◆ **WHAT YOU SHOULD DO**
Using the market report below, mark each statement yes or no and quote the deciding words: (a) The S&P 500 gained more than 6% on Thursday after the Senate passed a fiscal package. (b) U.S. jobless claims fell last week. (c) The dollar kept retreating on Friday.

(Bloomberg) — U.S. futures dropped after the first three-day rally in American equities since mid-February, and Asian stocks came off their highs Friday as investors assess whether the worst is over for the rout in risk assets.
The S&P 500 rose more than 6% Thursday after the U.S. Senate passed a $2 trillion fiscal package. Equity benchmarks were up about 2% in Tokyo, Hong Kong and Seoul, while early gains in Australia gave way to a modest retreat. The MSCI All Country World Index is on course for a 13% rise this week, following a crash that dragged stocks around the globe into bear markets. The dollar stabilized after retreating for three days.
Data are beginning to show the extent of the economic damage of the outbreak — U.S. jobless claims surged to a record 3.28 million last week as businesses shut down to help prevent its spread. While the reading exceeded estimates, U.S. government aid may help to cushion the impact on workers and businesses. Federal Reserve Chairman Jerome Powell also sought to assure the public that the central bank wouldn’t run out of crisis-fighting ammunition.

◆ **ENTRIES SUPPLIED**
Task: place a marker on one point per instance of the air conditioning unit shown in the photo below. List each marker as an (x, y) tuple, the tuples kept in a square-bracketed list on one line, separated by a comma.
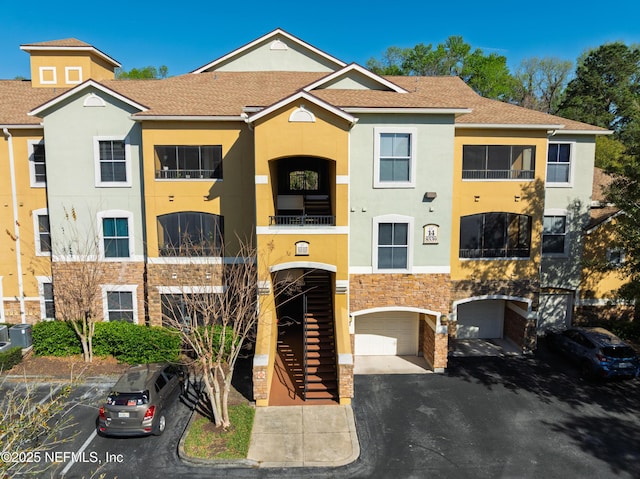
[(21, 335), (4, 333)]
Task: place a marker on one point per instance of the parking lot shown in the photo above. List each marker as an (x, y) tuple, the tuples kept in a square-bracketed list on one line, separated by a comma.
[(497, 417)]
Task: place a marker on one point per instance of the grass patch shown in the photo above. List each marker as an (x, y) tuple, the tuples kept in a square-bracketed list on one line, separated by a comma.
[(205, 441)]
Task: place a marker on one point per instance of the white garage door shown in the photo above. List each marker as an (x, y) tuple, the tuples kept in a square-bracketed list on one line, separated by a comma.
[(387, 334), (480, 319), (555, 311)]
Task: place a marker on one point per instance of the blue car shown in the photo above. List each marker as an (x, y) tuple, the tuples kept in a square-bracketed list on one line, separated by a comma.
[(598, 352)]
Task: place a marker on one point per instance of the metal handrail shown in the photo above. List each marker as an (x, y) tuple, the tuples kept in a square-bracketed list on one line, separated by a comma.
[(498, 174), (181, 174), (304, 345), (302, 220)]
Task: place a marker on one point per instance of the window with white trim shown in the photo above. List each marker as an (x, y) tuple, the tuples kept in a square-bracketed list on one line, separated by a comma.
[(49, 307), (45, 291), (73, 75), (615, 257), (48, 75), (116, 234), (554, 234), (120, 303), (112, 160), (392, 243), (37, 169), (559, 163), (42, 232), (395, 157)]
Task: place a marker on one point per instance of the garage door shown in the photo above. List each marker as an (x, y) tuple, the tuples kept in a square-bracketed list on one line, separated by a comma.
[(480, 319), (555, 311), (387, 334)]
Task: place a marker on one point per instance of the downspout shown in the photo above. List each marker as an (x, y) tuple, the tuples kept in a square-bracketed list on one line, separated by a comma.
[(16, 227)]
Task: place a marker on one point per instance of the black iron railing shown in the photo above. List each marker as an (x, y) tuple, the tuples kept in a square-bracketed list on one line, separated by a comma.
[(186, 174), (302, 220), (498, 174)]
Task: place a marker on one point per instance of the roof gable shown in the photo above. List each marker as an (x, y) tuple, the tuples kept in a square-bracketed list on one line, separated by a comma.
[(84, 86), (308, 98), (68, 44), (354, 77), (275, 51)]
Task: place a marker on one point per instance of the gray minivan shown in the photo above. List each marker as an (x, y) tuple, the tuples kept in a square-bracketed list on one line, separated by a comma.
[(137, 403)]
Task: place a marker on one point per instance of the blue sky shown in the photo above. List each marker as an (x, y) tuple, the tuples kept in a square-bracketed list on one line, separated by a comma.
[(141, 33)]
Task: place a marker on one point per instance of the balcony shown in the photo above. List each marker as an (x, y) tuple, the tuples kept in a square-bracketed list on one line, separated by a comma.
[(303, 210), (302, 220), (167, 174), (498, 174)]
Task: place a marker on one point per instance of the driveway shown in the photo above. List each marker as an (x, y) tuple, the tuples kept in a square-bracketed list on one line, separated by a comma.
[(491, 417)]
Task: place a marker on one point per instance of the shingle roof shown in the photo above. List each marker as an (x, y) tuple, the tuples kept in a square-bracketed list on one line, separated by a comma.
[(17, 98), (228, 93), (66, 42)]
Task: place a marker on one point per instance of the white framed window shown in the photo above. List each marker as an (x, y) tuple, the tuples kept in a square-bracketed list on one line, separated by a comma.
[(615, 257), (116, 234), (42, 232), (47, 304), (48, 75), (395, 153), (120, 302), (73, 75), (555, 235), (560, 164), (37, 169), (112, 158), (392, 243)]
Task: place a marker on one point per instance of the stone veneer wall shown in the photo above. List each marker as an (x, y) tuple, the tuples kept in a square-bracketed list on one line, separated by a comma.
[(32, 311), (186, 275), (113, 273), (428, 291)]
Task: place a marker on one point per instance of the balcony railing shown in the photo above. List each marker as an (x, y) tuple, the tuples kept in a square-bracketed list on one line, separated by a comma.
[(498, 174), (302, 220), (185, 174), (495, 253)]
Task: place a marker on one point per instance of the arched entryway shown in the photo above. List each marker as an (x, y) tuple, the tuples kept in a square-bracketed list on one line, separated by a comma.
[(305, 362)]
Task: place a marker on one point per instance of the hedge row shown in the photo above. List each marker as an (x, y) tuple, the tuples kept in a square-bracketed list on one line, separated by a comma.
[(10, 358), (127, 342)]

◆ **RESULT**
(a) Yes: "The S&P 500 rose more than 6% Thursday after the U.S. Senate passed a $2 trillion fiscal package."
(b) No: "U.S. jobless claims surged to a record 3.28 million last week"
(c) No: "The dollar stabilized after retreating for three days."